The Foster Lodge showing lies within the Barkerville Terrane of the Omineca Belt. The Barkerville Terrane is in thrust contact with Triassic Quesnellia Terrane rocks to the west and Hadrynian to Lower Paleozoic Cariboo Terrane rocks to the east. The Barkerville Terrane in this region is underlain by the dominantly metasedimentary rocks of the Hadrynian to Lower Paleozoic Snowshoe Group. In this area the Snowshoe Group comprises limestone, phyllite and quartzite. These rocks have been regionally metamorphosed to greenschist facies.
A number of quartz vein showings occur in an area underlain mainly by micaceous quartzite, argillaceous quartzite and highly carbonate altered quartzose schist. In the vicinity of the original Foster Ledge are several quartz veins which are mainly less than 60 centimetres in width and which trend generally northerly with a westerly dip of about 70 degrees. Some of the quartz is mineralized with pyrite, galena and sphalerite. Visible gold has also been reported. Another vein, which is known as the Galena vein, occurs about 670 metres southwest of the Foster shaft and is mineralized with galena. The galena carries significant silver values. Other narrow quartz veins occur south of the Foster shaft, along and to the east of Oregon Gulch. These veins apparently carry low values of gold and silver. In general the veins on the Foster property occupy westerly dipping fractures belonging to a regional north-northeast trending system.

Prompt 1
Quote the Foster property text between "The Foster Lodge" and "to greenschist facies.", inclusive.
Prompt 2
Which rock types does the Foster property text say make up the Snowshoe Group in this area?
Prompt 3
According to the Foster property text, where does the Galena vein lie relative to the Foster shaft?

Supplied data
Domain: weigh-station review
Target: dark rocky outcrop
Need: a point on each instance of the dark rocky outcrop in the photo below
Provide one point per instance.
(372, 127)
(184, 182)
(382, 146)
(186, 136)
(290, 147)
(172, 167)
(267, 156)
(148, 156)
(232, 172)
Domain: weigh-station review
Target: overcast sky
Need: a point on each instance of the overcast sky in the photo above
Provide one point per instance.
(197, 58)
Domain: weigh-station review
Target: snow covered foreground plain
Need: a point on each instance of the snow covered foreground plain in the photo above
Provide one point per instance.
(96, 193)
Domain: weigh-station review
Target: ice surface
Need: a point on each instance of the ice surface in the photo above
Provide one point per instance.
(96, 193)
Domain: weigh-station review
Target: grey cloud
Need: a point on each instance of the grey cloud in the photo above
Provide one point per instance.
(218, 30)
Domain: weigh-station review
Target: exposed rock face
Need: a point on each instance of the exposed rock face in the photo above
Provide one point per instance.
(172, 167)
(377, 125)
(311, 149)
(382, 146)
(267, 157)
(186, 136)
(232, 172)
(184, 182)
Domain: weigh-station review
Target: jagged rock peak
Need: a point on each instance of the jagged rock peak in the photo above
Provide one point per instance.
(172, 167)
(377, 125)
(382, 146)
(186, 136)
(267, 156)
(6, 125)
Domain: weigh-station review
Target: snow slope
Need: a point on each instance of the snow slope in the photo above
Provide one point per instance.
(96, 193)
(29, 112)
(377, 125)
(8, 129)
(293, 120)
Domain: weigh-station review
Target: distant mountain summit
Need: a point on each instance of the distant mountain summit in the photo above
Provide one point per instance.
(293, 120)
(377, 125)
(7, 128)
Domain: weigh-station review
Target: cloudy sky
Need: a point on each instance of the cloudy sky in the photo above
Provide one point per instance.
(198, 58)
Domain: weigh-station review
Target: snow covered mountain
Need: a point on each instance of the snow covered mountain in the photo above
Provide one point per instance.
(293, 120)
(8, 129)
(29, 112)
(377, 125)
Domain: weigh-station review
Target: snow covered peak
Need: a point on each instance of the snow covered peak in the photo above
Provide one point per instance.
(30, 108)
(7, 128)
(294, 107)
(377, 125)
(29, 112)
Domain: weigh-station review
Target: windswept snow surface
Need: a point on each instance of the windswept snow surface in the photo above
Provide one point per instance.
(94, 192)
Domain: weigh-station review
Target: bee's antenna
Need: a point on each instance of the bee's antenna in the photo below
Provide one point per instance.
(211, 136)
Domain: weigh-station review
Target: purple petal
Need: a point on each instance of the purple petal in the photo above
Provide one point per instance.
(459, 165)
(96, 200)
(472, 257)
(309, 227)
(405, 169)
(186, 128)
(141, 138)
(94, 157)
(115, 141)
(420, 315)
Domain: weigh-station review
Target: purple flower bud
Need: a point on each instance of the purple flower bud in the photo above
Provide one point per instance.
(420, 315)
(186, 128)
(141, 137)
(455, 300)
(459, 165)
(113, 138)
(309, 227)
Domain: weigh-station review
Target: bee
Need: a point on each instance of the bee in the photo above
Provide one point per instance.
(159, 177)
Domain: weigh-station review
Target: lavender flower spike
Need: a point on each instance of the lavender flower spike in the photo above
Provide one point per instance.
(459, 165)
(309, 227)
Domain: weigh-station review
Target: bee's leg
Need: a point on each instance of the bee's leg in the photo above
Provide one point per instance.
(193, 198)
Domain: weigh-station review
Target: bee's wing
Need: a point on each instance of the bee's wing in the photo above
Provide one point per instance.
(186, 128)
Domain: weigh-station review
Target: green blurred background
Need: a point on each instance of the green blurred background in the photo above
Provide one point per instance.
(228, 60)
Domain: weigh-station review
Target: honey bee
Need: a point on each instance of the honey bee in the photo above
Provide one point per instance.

Your response 1
The Foster Lodge showing lies within the Barkerville Terrane of the Omineca Belt. The Barkerville Terrane is in thrust contact with Triassic Quesnellia Terrane rocks to the west and Hadrynian to Lower Paleozoic Cariboo Terrane rocks to the east. The Barkerville Terrane in this region is underlain by the dominantly metasedimentary rocks of the Hadrynian to Lower Paleozoic Snowshoe Group. In this area the Snowshoe Group comprises limestone, phyllite and quartzite. These rocks have been regionally metamorphosed to greenschist facies.

Your response 2
Limestone, phyllite and quartzite.

Your response 3
About 670 metres southwest of the Foster shaft.